TASK BRIEF: Only the lines from the one containing "[tag] white sneaker (a dot for each instance)" through the end of the data below should be copied, each exactly as written and with both ends kept.

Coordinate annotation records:
━━━

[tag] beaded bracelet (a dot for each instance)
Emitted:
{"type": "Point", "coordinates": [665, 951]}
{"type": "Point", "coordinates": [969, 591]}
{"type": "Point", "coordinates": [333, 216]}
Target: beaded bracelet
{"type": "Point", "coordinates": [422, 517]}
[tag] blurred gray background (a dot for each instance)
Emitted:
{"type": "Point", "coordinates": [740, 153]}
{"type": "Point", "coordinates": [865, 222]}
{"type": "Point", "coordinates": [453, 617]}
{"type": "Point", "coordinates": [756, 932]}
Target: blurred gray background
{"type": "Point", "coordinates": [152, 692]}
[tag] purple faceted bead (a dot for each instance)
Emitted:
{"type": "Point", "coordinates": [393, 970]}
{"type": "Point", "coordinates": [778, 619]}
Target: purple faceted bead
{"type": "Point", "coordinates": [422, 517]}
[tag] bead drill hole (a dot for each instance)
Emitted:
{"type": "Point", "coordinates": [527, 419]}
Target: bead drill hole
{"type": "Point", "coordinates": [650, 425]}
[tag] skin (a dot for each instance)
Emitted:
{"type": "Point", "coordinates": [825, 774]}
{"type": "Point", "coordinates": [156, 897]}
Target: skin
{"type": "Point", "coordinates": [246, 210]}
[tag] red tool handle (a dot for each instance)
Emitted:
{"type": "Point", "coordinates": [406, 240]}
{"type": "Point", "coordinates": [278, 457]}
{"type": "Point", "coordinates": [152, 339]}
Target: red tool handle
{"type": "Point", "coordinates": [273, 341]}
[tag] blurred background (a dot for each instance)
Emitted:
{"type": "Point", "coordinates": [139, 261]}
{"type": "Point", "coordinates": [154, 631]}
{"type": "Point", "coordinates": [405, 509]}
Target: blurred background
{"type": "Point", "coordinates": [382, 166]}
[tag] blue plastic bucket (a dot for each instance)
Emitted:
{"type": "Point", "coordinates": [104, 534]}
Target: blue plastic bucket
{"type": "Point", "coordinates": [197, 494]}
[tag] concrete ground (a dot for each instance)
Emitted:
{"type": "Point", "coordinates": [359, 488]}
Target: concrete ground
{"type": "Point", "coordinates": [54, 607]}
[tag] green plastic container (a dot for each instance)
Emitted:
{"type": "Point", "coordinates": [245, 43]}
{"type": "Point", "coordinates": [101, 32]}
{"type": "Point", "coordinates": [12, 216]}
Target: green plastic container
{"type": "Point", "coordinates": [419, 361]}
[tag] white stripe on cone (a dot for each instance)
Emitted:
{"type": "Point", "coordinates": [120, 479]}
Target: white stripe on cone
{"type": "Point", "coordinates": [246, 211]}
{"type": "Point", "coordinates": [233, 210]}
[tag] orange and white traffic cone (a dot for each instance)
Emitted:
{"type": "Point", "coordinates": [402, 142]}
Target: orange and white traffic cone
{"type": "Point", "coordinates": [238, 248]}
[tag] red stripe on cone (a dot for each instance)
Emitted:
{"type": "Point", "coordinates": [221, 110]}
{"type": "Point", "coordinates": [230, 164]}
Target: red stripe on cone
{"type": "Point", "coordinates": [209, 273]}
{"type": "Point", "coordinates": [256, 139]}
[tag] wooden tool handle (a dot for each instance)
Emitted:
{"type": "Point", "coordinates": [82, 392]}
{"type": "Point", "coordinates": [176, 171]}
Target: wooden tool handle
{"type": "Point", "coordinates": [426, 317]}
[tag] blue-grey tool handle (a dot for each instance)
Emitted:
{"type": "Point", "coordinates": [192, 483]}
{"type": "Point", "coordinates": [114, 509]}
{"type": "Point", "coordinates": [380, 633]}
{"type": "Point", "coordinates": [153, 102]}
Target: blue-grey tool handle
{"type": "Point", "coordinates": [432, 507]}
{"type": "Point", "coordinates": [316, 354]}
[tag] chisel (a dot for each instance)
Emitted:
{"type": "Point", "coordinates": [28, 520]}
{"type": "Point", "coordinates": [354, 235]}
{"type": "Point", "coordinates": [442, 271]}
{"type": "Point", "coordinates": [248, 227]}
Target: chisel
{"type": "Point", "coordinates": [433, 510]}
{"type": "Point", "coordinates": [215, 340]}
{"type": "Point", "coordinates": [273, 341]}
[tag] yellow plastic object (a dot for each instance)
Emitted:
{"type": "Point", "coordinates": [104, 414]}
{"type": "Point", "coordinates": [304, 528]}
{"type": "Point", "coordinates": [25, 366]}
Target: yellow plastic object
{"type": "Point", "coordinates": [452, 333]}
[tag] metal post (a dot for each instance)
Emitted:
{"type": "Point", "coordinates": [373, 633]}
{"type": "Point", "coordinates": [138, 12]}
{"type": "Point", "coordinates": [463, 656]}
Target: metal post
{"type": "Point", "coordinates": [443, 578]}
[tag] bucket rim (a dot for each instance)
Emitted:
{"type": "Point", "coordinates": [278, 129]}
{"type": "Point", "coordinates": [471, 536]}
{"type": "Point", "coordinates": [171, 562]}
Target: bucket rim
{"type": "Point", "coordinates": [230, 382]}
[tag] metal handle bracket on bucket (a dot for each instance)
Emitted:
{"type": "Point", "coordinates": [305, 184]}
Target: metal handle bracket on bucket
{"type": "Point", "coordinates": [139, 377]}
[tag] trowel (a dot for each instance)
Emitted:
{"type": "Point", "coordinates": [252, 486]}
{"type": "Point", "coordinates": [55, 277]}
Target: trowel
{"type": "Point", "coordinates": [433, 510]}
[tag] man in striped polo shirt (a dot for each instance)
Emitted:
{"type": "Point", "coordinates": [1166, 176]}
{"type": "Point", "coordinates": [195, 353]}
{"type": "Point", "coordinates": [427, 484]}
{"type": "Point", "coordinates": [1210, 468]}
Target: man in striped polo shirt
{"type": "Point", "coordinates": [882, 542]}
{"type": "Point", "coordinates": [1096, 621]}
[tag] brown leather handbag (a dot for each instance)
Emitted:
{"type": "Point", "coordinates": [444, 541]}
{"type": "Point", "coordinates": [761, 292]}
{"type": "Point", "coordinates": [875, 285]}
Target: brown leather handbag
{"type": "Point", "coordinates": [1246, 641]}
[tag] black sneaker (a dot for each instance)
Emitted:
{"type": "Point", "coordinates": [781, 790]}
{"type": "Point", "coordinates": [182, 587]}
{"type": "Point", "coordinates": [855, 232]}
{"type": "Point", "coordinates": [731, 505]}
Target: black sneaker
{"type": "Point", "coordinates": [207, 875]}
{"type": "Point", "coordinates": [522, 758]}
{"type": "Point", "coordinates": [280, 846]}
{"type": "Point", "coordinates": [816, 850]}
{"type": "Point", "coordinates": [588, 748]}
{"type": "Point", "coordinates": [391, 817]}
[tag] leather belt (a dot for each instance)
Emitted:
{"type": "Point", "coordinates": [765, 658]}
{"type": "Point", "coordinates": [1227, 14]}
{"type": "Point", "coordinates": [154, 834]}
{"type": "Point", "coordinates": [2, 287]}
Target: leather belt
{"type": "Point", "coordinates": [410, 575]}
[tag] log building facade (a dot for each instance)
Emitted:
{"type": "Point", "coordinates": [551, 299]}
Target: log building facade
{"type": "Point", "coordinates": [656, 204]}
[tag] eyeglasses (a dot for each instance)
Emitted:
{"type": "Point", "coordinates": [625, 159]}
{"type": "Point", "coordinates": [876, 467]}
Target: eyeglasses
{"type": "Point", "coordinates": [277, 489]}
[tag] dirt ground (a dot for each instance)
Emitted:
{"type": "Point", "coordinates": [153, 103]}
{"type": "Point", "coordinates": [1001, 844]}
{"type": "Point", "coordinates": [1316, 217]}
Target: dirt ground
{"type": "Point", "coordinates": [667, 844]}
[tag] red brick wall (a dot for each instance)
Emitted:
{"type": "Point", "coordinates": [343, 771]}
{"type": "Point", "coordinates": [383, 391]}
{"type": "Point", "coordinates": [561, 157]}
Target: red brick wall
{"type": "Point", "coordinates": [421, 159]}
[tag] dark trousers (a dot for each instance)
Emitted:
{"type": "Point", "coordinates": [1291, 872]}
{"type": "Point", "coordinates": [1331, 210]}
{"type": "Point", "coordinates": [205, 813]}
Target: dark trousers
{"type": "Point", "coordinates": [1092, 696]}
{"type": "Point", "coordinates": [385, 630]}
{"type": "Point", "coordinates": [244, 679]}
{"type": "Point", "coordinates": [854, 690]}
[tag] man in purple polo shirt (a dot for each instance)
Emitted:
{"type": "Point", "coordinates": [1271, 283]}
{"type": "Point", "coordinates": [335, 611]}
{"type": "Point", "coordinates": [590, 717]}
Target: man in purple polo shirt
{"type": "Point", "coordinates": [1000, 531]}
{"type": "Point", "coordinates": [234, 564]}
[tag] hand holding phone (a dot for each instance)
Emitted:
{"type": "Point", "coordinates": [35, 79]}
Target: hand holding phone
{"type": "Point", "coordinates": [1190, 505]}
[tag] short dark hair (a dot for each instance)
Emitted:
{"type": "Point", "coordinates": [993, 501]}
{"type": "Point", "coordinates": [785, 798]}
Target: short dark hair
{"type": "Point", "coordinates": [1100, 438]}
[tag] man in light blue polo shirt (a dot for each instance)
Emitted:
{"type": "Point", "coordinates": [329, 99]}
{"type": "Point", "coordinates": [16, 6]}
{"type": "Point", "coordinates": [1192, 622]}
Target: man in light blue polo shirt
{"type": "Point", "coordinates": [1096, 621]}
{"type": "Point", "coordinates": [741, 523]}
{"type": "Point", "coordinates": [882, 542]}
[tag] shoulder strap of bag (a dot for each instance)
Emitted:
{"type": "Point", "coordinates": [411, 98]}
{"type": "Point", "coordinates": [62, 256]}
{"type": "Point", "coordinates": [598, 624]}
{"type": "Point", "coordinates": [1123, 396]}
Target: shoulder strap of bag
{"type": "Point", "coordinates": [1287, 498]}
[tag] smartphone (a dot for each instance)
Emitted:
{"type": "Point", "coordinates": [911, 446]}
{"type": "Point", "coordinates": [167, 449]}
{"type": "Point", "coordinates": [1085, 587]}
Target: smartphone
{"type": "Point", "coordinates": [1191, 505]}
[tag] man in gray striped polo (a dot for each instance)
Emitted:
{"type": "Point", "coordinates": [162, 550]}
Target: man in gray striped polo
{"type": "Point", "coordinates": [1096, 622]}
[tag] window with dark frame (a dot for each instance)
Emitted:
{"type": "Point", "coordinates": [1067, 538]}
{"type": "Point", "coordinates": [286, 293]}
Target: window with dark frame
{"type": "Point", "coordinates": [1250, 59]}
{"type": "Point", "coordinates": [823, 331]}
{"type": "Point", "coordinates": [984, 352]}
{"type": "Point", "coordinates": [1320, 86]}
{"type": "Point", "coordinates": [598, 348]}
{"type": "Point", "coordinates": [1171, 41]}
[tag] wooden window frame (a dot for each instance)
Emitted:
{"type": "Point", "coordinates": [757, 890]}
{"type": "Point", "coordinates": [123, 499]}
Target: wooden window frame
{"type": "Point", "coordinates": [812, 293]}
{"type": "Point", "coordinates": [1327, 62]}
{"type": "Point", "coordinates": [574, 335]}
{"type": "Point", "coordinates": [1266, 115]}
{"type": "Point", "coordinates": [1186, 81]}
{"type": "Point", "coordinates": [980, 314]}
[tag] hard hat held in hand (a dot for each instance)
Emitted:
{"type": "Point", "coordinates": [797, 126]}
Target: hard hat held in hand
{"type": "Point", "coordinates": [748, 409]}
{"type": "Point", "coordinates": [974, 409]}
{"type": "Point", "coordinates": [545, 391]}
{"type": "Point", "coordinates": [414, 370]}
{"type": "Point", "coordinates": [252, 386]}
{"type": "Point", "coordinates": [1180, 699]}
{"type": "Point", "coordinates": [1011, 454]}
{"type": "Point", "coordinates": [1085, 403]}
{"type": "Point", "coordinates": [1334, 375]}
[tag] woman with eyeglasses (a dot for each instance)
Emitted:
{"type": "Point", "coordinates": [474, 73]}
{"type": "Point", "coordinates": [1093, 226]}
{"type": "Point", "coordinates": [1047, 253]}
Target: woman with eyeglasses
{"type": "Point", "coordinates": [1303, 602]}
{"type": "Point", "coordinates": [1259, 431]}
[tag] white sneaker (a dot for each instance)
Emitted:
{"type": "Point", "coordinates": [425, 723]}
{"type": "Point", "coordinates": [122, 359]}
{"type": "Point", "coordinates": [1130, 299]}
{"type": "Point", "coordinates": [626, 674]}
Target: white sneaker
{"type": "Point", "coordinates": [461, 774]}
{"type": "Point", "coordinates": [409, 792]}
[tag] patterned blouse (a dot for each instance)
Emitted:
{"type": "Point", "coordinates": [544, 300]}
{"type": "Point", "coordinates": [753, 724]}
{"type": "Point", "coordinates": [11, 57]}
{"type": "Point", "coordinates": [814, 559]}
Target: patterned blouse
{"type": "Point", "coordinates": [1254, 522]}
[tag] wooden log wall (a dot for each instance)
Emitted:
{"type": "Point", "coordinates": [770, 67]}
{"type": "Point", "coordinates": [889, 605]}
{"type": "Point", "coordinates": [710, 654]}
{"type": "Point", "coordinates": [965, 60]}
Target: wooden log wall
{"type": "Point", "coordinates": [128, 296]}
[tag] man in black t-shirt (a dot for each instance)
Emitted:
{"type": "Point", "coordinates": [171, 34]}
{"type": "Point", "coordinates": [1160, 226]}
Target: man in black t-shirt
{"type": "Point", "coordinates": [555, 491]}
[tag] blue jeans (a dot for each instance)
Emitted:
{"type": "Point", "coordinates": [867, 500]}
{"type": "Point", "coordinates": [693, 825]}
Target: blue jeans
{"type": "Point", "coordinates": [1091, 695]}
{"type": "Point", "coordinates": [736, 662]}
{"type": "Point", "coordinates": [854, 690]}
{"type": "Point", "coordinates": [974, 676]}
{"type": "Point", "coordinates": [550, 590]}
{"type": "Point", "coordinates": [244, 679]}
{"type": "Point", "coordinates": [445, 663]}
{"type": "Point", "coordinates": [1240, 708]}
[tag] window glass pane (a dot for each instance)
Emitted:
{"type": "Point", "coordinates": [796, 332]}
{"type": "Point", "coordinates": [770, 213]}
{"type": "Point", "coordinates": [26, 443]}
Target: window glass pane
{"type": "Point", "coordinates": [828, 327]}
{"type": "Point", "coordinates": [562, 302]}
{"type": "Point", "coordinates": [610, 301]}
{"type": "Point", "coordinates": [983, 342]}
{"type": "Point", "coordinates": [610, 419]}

━━━

THE SOLUTION:
[tag] white sneaker (a dot for each instance)
Emitted:
{"type": "Point", "coordinates": [425, 723]}
{"type": "Point", "coordinates": [122, 359]}
{"type": "Point", "coordinates": [1130, 299]}
{"type": "Point", "coordinates": [626, 674]}
Target: white sneaker
{"type": "Point", "coordinates": [461, 774]}
{"type": "Point", "coordinates": [409, 792]}
[tag] patterned blouse (a dot for each instance)
Emitted:
{"type": "Point", "coordinates": [544, 300]}
{"type": "Point", "coordinates": [753, 724]}
{"type": "Point", "coordinates": [11, 57]}
{"type": "Point", "coordinates": [814, 559]}
Target: patterned blouse
{"type": "Point", "coordinates": [1254, 522]}
[tag] wooden log wall (a dot for each instance)
Emitted:
{"type": "Point", "coordinates": [770, 67]}
{"type": "Point", "coordinates": [889, 605]}
{"type": "Point", "coordinates": [710, 654]}
{"type": "Point", "coordinates": [965, 60]}
Target: wooden log wall
{"type": "Point", "coordinates": [128, 296]}
[tag] man in black t-shirt (a dot for each instance)
Emitted:
{"type": "Point", "coordinates": [171, 34]}
{"type": "Point", "coordinates": [1160, 226]}
Target: man in black t-shirt
{"type": "Point", "coordinates": [555, 491]}
[tag] blue jeans (a dot for each instance)
Emitted:
{"type": "Point", "coordinates": [867, 500]}
{"type": "Point", "coordinates": [693, 825]}
Target: blue jeans
{"type": "Point", "coordinates": [1091, 695]}
{"type": "Point", "coordinates": [736, 662]}
{"type": "Point", "coordinates": [854, 690]}
{"type": "Point", "coordinates": [974, 676]}
{"type": "Point", "coordinates": [550, 590]}
{"type": "Point", "coordinates": [244, 679]}
{"type": "Point", "coordinates": [445, 663]}
{"type": "Point", "coordinates": [1240, 708]}
[tag] window glass pane (a dot for each instance)
Emitted:
{"type": "Point", "coordinates": [796, 332]}
{"type": "Point", "coordinates": [770, 213]}
{"type": "Point", "coordinates": [26, 443]}
Target: window glass pane
{"type": "Point", "coordinates": [828, 327]}
{"type": "Point", "coordinates": [562, 302]}
{"type": "Point", "coordinates": [610, 301]}
{"type": "Point", "coordinates": [983, 342]}
{"type": "Point", "coordinates": [610, 419]}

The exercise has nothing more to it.